(Saved entries)
━━━━━━━━━━━━━━━━

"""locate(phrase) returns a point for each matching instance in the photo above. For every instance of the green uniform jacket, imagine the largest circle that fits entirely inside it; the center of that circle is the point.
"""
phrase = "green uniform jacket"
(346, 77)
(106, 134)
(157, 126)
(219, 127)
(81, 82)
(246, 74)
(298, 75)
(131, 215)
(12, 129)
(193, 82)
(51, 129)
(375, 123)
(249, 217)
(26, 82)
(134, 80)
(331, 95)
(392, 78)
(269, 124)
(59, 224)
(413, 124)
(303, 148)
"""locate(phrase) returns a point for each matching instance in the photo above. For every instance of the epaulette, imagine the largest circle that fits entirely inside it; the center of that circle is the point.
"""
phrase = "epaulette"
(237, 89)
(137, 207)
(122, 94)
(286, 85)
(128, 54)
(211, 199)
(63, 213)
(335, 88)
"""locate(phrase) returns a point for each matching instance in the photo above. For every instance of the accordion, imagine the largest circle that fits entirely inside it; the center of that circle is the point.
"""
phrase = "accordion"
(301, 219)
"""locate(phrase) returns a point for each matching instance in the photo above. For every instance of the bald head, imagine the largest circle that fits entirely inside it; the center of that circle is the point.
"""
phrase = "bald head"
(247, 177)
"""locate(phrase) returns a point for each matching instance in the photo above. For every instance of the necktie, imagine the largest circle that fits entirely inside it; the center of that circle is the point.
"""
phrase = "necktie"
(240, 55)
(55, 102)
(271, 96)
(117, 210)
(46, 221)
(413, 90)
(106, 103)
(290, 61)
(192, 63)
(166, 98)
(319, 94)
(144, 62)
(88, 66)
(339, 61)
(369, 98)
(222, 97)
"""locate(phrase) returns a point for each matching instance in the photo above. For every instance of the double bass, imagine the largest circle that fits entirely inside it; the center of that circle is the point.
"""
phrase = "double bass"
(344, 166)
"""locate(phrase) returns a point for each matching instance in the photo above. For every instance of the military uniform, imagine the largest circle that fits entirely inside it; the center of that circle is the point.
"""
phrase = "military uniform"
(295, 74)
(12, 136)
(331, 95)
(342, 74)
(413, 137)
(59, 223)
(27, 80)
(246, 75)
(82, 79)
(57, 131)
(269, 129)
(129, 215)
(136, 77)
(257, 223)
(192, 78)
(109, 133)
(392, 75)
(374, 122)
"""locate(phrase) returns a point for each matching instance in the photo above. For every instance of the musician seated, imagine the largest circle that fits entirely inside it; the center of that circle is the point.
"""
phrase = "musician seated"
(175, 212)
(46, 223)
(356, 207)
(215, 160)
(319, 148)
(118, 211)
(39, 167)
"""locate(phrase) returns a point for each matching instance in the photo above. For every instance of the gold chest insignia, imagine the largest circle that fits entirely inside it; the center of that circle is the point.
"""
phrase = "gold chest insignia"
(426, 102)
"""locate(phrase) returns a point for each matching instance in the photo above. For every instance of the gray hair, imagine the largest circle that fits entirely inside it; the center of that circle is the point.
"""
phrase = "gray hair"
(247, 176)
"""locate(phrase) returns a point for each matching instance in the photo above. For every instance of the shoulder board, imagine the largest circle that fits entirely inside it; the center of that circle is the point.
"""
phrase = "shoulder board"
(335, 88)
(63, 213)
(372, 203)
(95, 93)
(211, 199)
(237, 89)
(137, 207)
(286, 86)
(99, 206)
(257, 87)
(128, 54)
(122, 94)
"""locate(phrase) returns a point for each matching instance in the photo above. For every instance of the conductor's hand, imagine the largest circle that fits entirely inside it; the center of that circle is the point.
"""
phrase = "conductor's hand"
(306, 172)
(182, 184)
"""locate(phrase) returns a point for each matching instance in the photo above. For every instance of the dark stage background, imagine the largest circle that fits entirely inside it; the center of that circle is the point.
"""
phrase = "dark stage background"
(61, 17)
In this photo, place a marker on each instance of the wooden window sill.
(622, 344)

━━━━━━━━━━━━━━━━

[PROBLEM TO WORK ON]:
All entries are to be reproduced verbatim, with none omitted.

[RESULT OF THIS EXERCISE]:
"""locate(phrase) returns a point for each matching instance in the photo above. For every instance of the green uniform jacket, imagine the largest circle that fits entirely inside it; the center of that circle is the point.
"""
phrase = "green uniform jacket"
(346, 77)
(106, 134)
(157, 126)
(219, 127)
(81, 82)
(246, 74)
(298, 75)
(131, 215)
(12, 129)
(193, 82)
(51, 129)
(375, 123)
(249, 217)
(26, 82)
(134, 80)
(331, 95)
(392, 78)
(269, 124)
(59, 224)
(413, 124)
(303, 148)
"""locate(phrase) returns a point for each matching instance in the photo above. For every instance of the epaulette, imagine the largest circle that fits entirely inside it; the center of that circle is the point.
"""
phrase = "epaulette"
(237, 89)
(137, 207)
(122, 94)
(286, 85)
(128, 54)
(211, 199)
(63, 213)
(335, 88)
"""locate(phrase) returns a point for each matching instance in the photo above. For every instance of the accordion, imagine the largest circle that fits entirely inside it; the center of that circle is the point.
"""
phrase = "accordion"
(301, 219)
"""locate(phrase) returns a point for each matching instance in the photo above. For every instance of the bald head, imagine the largest circle that fits entirely inside it; the center of that circle is the point.
"""
phrase = "bald head"
(247, 177)
"""locate(phrase) returns a point for each matching instance in the photo above. For every instance of the necktie, imagine the largest circle that fits entirely inside it; the center of that circle is the point.
"""
phrase = "necktie"
(240, 55)
(55, 102)
(271, 96)
(117, 210)
(46, 221)
(413, 90)
(106, 103)
(290, 61)
(192, 63)
(166, 98)
(319, 94)
(144, 62)
(88, 66)
(339, 61)
(369, 98)
(222, 97)
"""locate(phrase) returns a point for each matching instance in the photo above. For every instance of the double bass, imagine the largest circle that fits entirely inside it; the center of that circle is the point.
"""
phrase = "double bass"
(344, 166)
"""locate(phrase) returns a point for each matching instance in the photo above. For every instance of the military uniform, imagine the largest circle that fits entirely inside it; the center of that circle is the point.
"""
phrase = "military uniform"
(295, 74)
(12, 136)
(331, 95)
(342, 74)
(413, 137)
(59, 223)
(27, 80)
(246, 75)
(82, 79)
(57, 131)
(269, 129)
(129, 215)
(136, 77)
(257, 223)
(192, 78)
(109, 133)
(392, 75)
(374, 122)
"""locate(phrase) returns a point for each matching instance in the photo above. For every instance of the musician seated, imagine the largest circle that fits entirely inside it; the center of that circle is the point.
"""
phrase = "musician seated"
(175, 212)
(46, 223)
(356, 207)
(215, 160)
(319, 148)
(118, 211)
(39, 167)
"""locate(phrase) returns a point for each matching instance in the photo above. For every instance of the gold chest insignia, imagine the largest circle that fits entirely inside it; the center of that circle is the point.
"""
phrase = "gold chest insignia"
(426, 102)
"""locate(phrase) returns a point for each matching instance in the photo above. For every instance of the gray hair, imagine the largest circle that fits entirely inside it; the center of that circle is the point.
"""
phrase = "gray hair"
(247, 176)
"""locate(phrase) returns a point for each matching instance in the photo above. For every instance of the shoulder board, imagine the largest circle that fits entirely inside it; the center of that circle is the point.
"""
phrase = "shoulder board"
(335, 88)
(63, 213)
(372, 203)
(95, 93)
(211, 199)
(237, 89)
(137, 207)
(286, 86)
(99, 206)
(257, 87)
(128, 54)
(122, 94)
"""locate(phrase) returns a point for each matching instance in the photo above. For every instance of the conductor's hand, imagine the largest circle that fits entirely inside it; the center of that circle is the point.
"""
phrase = "conductor's hand"
(306, 172)
(182, 184)
"""locate(phrase) returns a point for each matching instance in the photo above. For every instance of the dark stage background, imagine the largest circle that fits entirely inside it; the center of that circle is the point.
"""
phrase = "dark stage background"
(61, 17)
In this photo, place a marker on each instance of the wooden window sill.
(622, 344)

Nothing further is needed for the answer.